--- LESETEXT ---
Celgene unter Druck

Biotechkonzern droht Milliardenstrafe wegen Off-Label-Marketing

Los Angeles - 09.01.2017, 12:55 Uhr

Wurden Thalomid und Revlimid systematisch im Off-Label-Use vermarktet? (Fotos: celgene)

Wurden Thalomid und Revlimid systematisch im Off-Label-Use vermarktet? (Fotos: celgene)


Jahrelang soll der US-Biotechriese Celgene die Arzneimittel Thalomid und Revlimid für Krebstherapien vermarktet haben, obwohl die Produkte dafür keine Zulassung hatten. Eine ehemalige Mitarbeiterin strengt nun im Namen staatlicher US-Behörden einen Prozess gegen das Unternehmen an. 

Hat Celgene systematisch auf Off-label gearbeitet? 

Das könnte teuer für den US-Biotechkonzern Celgene werden. Die ehemalige Mitarbeiterin Beverly Brown beschuldigt das Unternehmen, jahrelang die beiden Arzneimittel Thalomid und Revlimid für Anwendungen in der Krebstherapie vermarktet zu haben, obwohl es dafür keine Zulassungen durch die US-Arzneimittelbehörde FDA gab. Das staatliche Gesundheitssystem habe dadurch in mehreren Hunderttausend Fällen für unzulässige Verschreibungen bezahlt. Nach einem Bericht des US-Mediums Stat hat nun Richter George H. King vom Central District of California entschieden, dass der Fall vor Gericht gehen kann. Nach seiner Ansicht habe Brown hinreichende Beweise geliefert, dass Celgene die beiden Arzneimittel in unerlaubter Weise für Krebstherapien angeboten habe.

(Dateneinträge)
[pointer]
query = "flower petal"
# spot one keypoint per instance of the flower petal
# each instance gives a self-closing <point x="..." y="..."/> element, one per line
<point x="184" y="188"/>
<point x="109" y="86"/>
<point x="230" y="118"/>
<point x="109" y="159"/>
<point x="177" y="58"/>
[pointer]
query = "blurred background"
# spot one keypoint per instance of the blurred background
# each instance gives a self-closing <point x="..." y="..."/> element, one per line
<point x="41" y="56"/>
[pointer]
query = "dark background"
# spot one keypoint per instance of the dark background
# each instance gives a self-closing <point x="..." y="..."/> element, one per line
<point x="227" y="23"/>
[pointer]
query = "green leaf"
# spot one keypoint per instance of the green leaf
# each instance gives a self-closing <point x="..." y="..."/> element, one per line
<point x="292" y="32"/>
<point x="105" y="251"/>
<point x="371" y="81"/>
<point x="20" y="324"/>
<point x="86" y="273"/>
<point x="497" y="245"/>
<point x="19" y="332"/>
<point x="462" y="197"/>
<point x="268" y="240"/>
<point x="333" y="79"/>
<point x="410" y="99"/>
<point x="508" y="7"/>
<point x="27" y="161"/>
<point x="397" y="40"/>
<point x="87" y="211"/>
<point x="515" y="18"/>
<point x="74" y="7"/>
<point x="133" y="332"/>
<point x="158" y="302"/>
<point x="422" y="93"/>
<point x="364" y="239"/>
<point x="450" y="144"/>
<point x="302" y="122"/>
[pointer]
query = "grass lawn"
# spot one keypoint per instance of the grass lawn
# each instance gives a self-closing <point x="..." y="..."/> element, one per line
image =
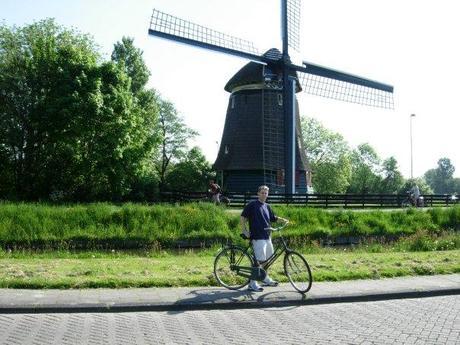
<point x="66" y="270"/>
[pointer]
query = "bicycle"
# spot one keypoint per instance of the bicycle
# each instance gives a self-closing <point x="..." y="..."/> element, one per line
<point x="235" y="266"/>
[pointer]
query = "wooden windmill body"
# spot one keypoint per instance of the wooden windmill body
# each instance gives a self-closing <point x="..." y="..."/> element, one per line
<point x="261" y="143"/>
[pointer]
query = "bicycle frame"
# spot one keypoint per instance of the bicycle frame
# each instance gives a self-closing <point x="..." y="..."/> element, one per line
<point x="278" y="251"/>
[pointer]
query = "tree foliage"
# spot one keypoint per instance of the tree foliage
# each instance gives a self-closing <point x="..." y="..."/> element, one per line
<point x="328" y="155"/>
<point x="441" y="178"/>
<point x="174" y="134"/>
<point x="191" y="174"/>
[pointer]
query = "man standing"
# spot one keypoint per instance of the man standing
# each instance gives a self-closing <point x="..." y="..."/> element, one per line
<point x="259" y="215"/>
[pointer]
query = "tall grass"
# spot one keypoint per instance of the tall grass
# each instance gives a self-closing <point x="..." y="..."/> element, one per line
<point x="103" y="225"/>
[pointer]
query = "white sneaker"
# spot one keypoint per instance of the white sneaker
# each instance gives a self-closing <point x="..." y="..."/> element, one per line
<point x="253" y="286"/>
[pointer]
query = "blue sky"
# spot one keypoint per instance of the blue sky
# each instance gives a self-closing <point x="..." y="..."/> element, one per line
<point x="409" y="44"/>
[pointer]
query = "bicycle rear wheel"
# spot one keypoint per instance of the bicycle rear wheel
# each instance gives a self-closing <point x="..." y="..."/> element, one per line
<point x="228" y="267"/>
<point x="298" y="272"/>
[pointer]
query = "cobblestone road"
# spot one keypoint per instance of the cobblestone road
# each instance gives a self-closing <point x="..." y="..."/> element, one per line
<point x="412" y="321"/>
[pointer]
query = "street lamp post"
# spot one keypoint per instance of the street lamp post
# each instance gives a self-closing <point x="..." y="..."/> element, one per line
<point x="411" y="149"/>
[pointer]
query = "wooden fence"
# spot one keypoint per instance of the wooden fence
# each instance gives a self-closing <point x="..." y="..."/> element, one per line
<point x="316" y="200"/>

--- AUFGABEN ---
• 1. Welcher Richter hat laut dem Artikel über Celgene entschieden, dass der Fall vor Gericht gehen kann?
• 2. Schreibe den Artikel über Celgene im Anschluss an seinen letzten Satz weiter.

--- ANTWORTEN ---
• 1. Richter George H. King vom Central District of California.

• 2.
Wörtlich teilte King mit: „Browns Beweise zeigen, dass Celgene Thalomid und Revlimid systematisch im Off-Label-Use vermarktet hat und dass Ärzte, die häufigere Marketingkontakte mit Celgene-Vertretern hatten, die Präparate auch öfter verschrieben haben. Celgene wusste, dass diese Marketingaktivitäten zu höheren Verkaufszahlen führten und dass eine Direktansprache von Ärzten grundsätzlich wirkt.“

Darüber hinaus zeigten die Unterlagen von Brown, dass Hunderttausende dieser Off-Label-Verschreibungen zur Bezahlung an staatliche Gesundheitsprogramme adressiert wurden. Celgene habe gewusst, dass die Krankenversicherung Medicare für viele dieser Verschreibungen zahlen würde. Dem Unternehmen droht nun, dass es in mehreren Hunderttausend Fällen zur Kasse gebeten wird. Nach früheren Angaben sollen sich die Schadenersatzforderungen auf 40 Milliarden Dollar belaufen. Celgene hatte nach einem Bericht von „Law 360“ im Jahr 2015 vergeblich versucht, die Ansprüche der Klägerin zeitlich und damit auch der Höhe nach zu begrenzen.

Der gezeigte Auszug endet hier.